____ Excerpted records

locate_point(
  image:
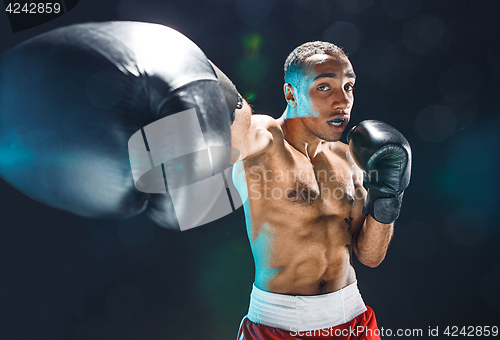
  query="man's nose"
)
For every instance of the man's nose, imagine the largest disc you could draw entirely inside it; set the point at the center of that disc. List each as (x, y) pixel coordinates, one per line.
(342, 100)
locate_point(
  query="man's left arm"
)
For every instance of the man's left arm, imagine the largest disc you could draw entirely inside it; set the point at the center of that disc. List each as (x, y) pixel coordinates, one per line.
(384, 156)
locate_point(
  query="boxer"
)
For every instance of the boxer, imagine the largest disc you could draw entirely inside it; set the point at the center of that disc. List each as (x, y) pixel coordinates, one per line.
(308, 210)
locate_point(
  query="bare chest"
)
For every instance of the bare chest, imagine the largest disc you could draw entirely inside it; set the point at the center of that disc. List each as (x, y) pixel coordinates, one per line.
(325, 182)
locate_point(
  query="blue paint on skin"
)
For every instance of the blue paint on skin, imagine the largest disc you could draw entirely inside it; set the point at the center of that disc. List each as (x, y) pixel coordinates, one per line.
(301, 84)
(261, 246)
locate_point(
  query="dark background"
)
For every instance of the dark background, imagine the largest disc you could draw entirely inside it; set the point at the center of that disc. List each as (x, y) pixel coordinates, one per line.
(429, 68)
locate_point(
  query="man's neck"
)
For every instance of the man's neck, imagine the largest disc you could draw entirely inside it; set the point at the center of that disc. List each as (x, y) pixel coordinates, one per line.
(298, 135)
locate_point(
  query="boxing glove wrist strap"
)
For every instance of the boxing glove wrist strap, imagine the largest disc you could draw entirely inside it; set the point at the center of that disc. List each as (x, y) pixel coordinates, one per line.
(382, 209)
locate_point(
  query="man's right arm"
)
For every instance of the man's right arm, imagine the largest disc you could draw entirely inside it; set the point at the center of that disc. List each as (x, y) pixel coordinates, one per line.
(250, 133)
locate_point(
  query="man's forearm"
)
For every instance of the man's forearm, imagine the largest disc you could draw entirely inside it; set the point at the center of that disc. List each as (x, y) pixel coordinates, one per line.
(372, 241)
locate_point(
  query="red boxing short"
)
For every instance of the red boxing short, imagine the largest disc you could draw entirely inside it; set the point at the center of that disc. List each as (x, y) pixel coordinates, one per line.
(363, 327)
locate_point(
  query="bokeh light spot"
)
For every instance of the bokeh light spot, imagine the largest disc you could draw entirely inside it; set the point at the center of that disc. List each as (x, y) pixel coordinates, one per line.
(460, 83)
(466, 227)
(435, 123)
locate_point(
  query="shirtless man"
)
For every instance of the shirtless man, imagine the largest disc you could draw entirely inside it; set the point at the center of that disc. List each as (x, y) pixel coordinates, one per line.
(307, 210)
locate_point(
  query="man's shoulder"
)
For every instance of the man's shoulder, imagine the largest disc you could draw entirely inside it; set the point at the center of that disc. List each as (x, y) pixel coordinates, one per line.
(265, 121)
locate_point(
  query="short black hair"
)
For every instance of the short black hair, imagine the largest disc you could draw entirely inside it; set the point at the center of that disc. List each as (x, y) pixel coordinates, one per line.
(297, 58)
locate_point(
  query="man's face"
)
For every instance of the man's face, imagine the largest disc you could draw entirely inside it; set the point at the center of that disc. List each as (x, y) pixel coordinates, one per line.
(325, 96)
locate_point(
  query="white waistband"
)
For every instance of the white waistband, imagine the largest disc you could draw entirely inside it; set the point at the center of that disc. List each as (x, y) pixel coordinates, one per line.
(304, 313)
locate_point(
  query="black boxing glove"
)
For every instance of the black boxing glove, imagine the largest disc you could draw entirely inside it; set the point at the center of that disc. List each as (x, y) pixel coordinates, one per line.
(384, 155)
(108, 120)
(233, 97)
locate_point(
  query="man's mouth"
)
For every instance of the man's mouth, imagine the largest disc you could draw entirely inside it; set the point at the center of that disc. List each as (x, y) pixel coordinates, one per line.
(337, 122)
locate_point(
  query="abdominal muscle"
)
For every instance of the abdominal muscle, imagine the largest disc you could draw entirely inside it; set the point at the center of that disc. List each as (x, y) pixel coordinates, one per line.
(297, 251)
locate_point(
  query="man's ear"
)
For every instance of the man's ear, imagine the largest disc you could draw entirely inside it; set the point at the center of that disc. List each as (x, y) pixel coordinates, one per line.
(289, 95)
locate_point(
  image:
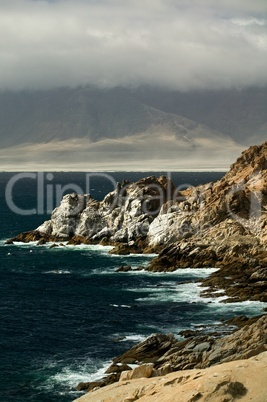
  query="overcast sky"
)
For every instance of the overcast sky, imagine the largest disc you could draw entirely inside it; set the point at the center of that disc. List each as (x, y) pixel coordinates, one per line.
(181, 44)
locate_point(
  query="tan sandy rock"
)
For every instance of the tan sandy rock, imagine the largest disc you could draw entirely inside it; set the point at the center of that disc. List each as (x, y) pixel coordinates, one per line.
(242, 380)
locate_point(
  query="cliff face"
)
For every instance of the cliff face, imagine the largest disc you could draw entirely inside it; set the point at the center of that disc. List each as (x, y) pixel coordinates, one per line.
(190, 362)
(222, 224)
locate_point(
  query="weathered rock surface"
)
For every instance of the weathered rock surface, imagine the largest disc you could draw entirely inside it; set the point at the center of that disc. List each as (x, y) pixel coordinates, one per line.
(122, 217)
(241, 380)
(161, 354)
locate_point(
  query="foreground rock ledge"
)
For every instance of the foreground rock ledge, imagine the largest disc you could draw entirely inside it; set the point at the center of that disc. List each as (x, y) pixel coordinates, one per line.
(241, 380)
(161, 354)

________

--- Required task ---
Find every line of the lines above that contains the word "waistband" and copy each one out.

--- Exercise output ---
  query="white waistband"
For every instance of the white waistband, imagine the largest disc you could draw entirely inside it; set the point at the center of that disc. List each as (x, y) pixel coordinates, one per line.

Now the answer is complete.